* Problem details *
Starting from the line containing "of the rocky", write out every remaining line exactly, the last one included.

* Extracted material *
* Start *

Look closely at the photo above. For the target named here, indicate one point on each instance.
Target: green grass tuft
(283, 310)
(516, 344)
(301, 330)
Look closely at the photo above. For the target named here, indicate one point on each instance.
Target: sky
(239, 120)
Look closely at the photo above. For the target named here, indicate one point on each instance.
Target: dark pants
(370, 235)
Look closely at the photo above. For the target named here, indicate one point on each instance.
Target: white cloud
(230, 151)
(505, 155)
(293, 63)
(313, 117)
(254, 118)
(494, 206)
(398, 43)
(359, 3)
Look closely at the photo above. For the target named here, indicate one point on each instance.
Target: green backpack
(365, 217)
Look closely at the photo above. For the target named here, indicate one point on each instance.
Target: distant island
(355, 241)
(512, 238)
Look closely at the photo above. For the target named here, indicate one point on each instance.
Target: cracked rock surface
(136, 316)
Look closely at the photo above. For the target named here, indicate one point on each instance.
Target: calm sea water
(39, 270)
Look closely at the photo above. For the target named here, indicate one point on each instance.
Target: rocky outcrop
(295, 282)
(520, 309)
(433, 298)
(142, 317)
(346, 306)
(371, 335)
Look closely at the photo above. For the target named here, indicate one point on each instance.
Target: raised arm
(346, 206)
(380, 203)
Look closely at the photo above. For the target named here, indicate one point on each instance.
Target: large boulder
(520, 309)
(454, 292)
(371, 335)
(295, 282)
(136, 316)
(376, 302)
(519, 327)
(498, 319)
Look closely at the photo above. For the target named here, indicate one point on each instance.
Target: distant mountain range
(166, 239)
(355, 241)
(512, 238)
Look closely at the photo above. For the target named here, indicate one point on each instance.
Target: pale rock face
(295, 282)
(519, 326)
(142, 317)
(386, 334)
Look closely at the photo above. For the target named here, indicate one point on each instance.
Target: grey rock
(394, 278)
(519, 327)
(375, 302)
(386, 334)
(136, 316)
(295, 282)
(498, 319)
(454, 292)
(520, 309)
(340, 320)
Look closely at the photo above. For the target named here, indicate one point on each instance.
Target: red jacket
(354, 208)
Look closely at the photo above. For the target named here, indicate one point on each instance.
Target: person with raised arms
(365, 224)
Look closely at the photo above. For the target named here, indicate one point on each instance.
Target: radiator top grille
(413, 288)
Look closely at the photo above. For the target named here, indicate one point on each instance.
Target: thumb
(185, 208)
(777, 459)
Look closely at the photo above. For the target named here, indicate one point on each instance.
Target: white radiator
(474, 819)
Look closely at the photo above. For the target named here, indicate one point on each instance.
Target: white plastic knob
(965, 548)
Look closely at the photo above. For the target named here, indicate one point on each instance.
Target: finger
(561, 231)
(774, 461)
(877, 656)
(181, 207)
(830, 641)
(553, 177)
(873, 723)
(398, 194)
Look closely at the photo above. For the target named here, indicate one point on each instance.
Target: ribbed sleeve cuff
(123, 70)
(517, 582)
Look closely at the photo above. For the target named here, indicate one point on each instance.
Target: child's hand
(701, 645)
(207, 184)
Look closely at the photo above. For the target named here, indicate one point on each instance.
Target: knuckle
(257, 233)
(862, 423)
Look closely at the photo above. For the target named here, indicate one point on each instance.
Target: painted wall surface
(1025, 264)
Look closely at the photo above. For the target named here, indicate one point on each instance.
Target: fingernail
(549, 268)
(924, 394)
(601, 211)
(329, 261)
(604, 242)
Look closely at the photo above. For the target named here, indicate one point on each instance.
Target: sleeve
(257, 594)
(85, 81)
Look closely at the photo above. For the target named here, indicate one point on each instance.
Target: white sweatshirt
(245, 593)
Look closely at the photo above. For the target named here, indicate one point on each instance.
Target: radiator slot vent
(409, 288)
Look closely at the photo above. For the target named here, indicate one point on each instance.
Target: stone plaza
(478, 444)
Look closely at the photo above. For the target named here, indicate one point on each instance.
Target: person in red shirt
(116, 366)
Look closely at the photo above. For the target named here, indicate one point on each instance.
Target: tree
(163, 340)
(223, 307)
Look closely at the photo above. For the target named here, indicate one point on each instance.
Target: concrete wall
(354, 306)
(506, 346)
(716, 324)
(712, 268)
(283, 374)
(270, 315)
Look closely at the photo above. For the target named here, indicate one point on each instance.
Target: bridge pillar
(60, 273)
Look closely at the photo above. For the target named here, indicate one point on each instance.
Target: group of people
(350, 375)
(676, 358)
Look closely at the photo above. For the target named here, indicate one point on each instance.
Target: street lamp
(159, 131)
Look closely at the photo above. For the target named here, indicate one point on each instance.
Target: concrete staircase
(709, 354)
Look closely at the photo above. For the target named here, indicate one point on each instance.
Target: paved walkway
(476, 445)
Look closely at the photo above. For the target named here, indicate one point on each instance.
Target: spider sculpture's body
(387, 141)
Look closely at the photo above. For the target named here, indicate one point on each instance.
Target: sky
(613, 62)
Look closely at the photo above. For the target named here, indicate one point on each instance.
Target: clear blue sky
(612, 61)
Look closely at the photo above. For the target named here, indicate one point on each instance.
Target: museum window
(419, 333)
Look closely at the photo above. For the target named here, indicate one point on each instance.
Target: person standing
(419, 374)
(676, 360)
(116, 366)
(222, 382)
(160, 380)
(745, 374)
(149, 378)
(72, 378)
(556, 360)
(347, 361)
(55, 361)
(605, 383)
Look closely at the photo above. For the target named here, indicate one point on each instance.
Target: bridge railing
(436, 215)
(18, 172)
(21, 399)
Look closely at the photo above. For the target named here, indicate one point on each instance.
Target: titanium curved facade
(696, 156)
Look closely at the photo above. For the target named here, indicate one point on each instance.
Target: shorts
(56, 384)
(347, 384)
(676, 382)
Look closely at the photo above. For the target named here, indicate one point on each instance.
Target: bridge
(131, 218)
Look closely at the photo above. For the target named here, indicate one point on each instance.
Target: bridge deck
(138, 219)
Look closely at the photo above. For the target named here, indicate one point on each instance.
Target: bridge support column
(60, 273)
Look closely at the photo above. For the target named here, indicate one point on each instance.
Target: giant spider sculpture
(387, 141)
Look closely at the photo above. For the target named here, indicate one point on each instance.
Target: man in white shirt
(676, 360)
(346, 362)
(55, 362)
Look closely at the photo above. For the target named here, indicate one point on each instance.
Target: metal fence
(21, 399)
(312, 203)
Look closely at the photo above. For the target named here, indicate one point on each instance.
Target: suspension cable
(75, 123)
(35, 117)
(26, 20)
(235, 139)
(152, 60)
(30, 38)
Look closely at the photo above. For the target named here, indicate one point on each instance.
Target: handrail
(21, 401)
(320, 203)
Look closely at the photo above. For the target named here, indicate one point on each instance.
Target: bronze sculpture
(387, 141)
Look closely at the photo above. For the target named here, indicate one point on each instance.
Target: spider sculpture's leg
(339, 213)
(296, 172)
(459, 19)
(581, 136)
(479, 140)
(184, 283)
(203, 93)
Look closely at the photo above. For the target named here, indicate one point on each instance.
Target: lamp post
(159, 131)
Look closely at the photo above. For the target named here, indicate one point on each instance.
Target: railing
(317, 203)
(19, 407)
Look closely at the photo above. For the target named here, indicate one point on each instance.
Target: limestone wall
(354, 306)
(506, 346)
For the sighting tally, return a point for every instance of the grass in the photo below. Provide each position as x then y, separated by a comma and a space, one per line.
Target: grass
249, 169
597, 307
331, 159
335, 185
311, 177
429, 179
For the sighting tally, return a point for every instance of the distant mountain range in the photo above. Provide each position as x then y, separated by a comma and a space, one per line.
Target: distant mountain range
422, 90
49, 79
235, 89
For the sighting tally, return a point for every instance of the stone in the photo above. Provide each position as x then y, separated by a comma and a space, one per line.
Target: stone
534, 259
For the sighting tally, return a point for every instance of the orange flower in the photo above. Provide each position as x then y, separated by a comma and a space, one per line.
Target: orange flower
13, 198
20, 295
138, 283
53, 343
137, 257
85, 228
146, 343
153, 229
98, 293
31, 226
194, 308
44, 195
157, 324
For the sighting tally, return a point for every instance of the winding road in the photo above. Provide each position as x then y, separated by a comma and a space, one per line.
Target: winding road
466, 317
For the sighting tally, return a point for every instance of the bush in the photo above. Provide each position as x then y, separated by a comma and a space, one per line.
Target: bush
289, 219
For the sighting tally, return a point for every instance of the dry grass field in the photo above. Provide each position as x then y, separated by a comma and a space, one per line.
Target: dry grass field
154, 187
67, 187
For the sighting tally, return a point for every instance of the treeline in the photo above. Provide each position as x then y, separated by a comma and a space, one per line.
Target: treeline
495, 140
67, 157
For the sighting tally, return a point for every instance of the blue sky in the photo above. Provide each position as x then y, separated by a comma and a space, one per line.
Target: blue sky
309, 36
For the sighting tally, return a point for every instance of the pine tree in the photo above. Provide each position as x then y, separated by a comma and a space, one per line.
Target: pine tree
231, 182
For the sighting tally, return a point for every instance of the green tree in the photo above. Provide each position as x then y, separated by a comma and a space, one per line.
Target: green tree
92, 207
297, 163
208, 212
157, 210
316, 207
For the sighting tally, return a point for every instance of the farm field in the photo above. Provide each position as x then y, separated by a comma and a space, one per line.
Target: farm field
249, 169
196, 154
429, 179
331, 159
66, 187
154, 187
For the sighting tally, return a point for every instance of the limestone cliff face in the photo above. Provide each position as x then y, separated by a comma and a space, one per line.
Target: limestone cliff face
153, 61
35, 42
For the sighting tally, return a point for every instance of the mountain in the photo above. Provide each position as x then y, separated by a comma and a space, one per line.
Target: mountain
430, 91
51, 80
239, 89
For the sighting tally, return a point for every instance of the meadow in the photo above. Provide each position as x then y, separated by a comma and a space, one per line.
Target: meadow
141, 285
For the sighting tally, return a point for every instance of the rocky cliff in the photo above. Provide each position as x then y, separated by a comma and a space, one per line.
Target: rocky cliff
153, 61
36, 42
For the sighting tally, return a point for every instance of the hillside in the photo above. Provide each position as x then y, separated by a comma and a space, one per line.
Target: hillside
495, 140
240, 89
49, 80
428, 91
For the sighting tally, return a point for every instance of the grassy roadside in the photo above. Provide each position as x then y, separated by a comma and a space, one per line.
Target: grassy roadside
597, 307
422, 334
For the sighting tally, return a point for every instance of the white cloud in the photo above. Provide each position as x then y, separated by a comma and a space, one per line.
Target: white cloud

* End *

* Exercise solution *
For the sighting tally, return a point for every instance of the rocky cliff in the photo above. Provide each position as x then y, separated by a comma and a space, one per line.
Target: rocky cliff
153, 61
36, 42
For the sighting tally, return a point for every instance of the hillside in the photo above. Provide each position as x then y, separated by a comma and a space, one per line.
Target: hillside
495, 140
240, 89
49, 80
428, 91
For the sighting tally, return a point for every instance of the grassy roadside in the photo above. Provide each position as x then y, separated by a comma and a space, one per line.
Target: grassy roadside
597, 307
422, 334
For the sighting tally, return a point for every instance of the white cloud in the photo above. Provide each position as x then y, separated by a comma and a space, one per line.
Target: white cloud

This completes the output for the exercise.